# Your task
Could you set down the listing below exactly and omit its images?

# Dataset
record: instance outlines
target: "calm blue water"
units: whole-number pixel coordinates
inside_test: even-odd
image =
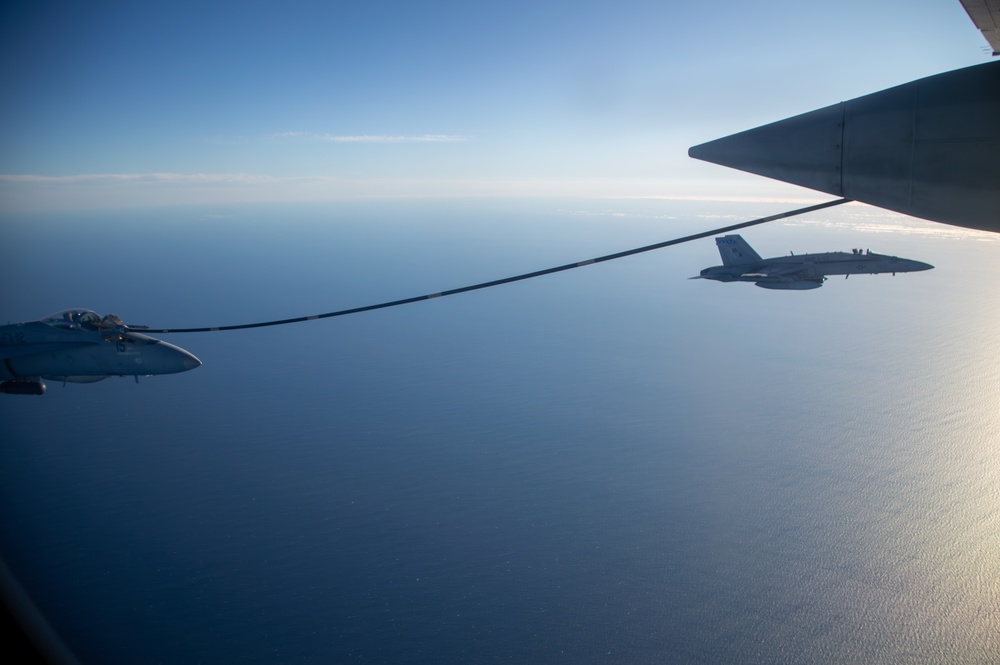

# Your response
record: instance outlines
target: "calm blue water"
units: whole-number pixel coordinates
inside_test: even-odd
image =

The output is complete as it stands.